■ Text:

# LITTLEFOOT THE GALAPAGOS TORTOISE WEBCAM!!



## spikethebest (Jan 13, 2009)

FINALLY!!! IT IS FINALLY UP AND RUNNING!!! however, not without its technical difficulties. 

first and foremost, you need to change some simple settings in your internet explorer browser. you can not use anyother browser except internet explorer. sorry. 

please download this powerpoint to see exactly what settings need to be fixed. please follow it carefully, as it must be done correctly, or else you can not view the video. yes i know its a pain (but very easy to do, its just checking boxes), but once its done, its done forever, and NO-- it WONT affect anything else on your computer, it just enhances it!

click or copy/paste the link below to download the powerpoint
http://www.qps-inc.com/QSeeTS/enablingactivex/Enabling Active X.ppt

next go to this website to view the webcam-- littlefoot.mypets.ws

there should be a cab file that installs, if it doesnt, then you didnt correctly modify your internet explorer settings. please look at the powerpoint one more time and fix it.

then enter the following information

host-- littlefoot.mypets.ws
port- 80 (it should already be in there)
username - admin
password- 111111 (six ones)

click login

then you are done!! yay!!! then just right click on the cameras to view them full screen. i will be adding more cameras soon.

please email me if you have any problems or questions. 

also, if you see any suspicious behavior, or you see littlefoot has flipped over, or you see someone has stolen her, or she escapes, or anything out of the ordinary... please email me directly at [email protected]. there is a reward if your information leads to the recovery of Littlefoot if she is lost/stolen.

■ Collected material:
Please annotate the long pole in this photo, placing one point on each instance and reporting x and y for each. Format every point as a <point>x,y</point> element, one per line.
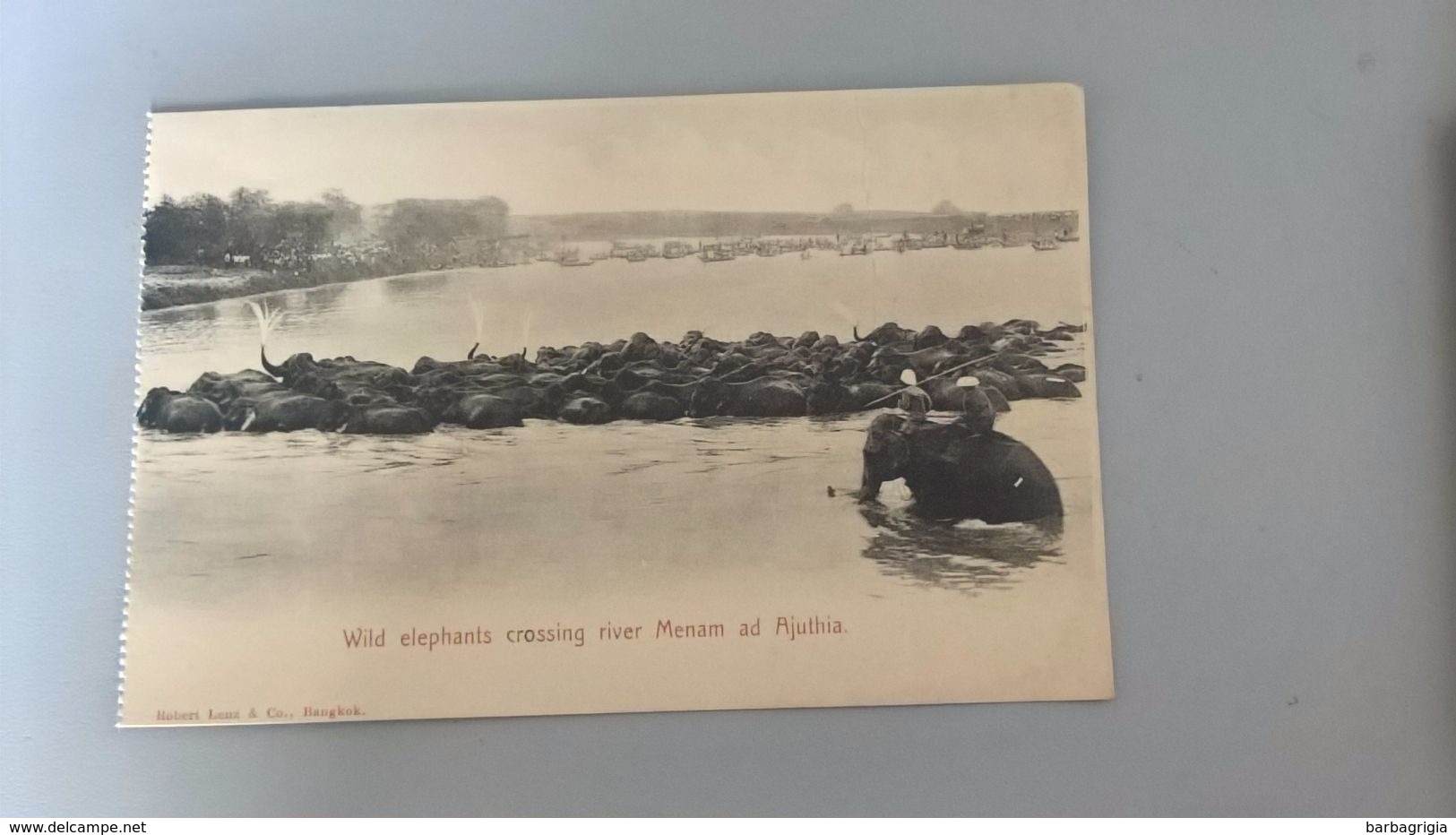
<point>932,377</point>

■ Aim: Carry on the forum post about the Littlefoot tortoise webcam, picking up right after its final sentence.

■ Output of the exercise:
if you just have general questions or comments or suggestions, please reply to this thread, and i will address your issue.

thank you and enjoy watching my wonderful tortoise!!

-Cory


----------



## jasso2 (Jan 13, 2009)

u have a GALAPAGOS tortoise????


----------



## spikethebest (Jan 13, 2009)

yup! are you able to view the webcam?


----------



## jasso2 (Jan 13, 2009)

thats awesome! not yet but as soon as i get home ill view it, job blocks out a lot. Anyways thats super spike! u are offically the awesome in my book.


----------



## spikethebest (Jan 13, 2009)

haha thanks! i hope you enjoy it. during the night you can still view her, i have a camera in her heated hot house that she sleeps in at night. she moves around a lot at night, its sooo cute!


----------



## Yvonne G (Jan 13, 2009)

I copy/pasted the PowerPoint link to Internet explorer and I get a message that the page cannot be found.

This is what I copy/pasted:

http://www.qps-inc.com/QSeeTS/enablingac...ve X.ppt

Yvonne

ok, I clicked on your link and was taken to a spot where I'm supposed to click to download "openoffice 3.0" should I download that?

Yvonne


----------



## spikethebest (Jan 13, 2009)

do you have microsoft powerpoint on your computer? also try this...

right click on the link, select "save target as", save the file on your computer, then open it from your computer.

you can only open it if you have powerpoint, if you dont, i can give you a powerpoint viewer, so I can just explain to you how to modify your internet explorer to be able to view the video.

let me know, i am here to help!



emysemys said:


> ok, I clicked on your link and was taken to a spot where I'm supposed to click to download "openoffice 3.0" should I download that?
> 
> Yvonne



you clicked on this link... littlefoot.mypets.ws

and it gave you that? do you know how to take screen shots and send it to me?

or.... let me remotely access your computer, and i'll just change the settings myself for you, that will probably be much easier. 

i will PM you now.

if anyone needs help, and is not that technically inclined, i am more than willing to help. 

i will access your computer remotely, just for a few minutes, while you are watching, and perform all the necessary fixes to your internet explorer to be able to view the video.

to get more information on how this process works, go here... www.showmypc.com

its real simple, free, and its temporary, i wont always have access, and you can kick me off anytime you want.


----------



## Yvonne G (Jan 13, 2009)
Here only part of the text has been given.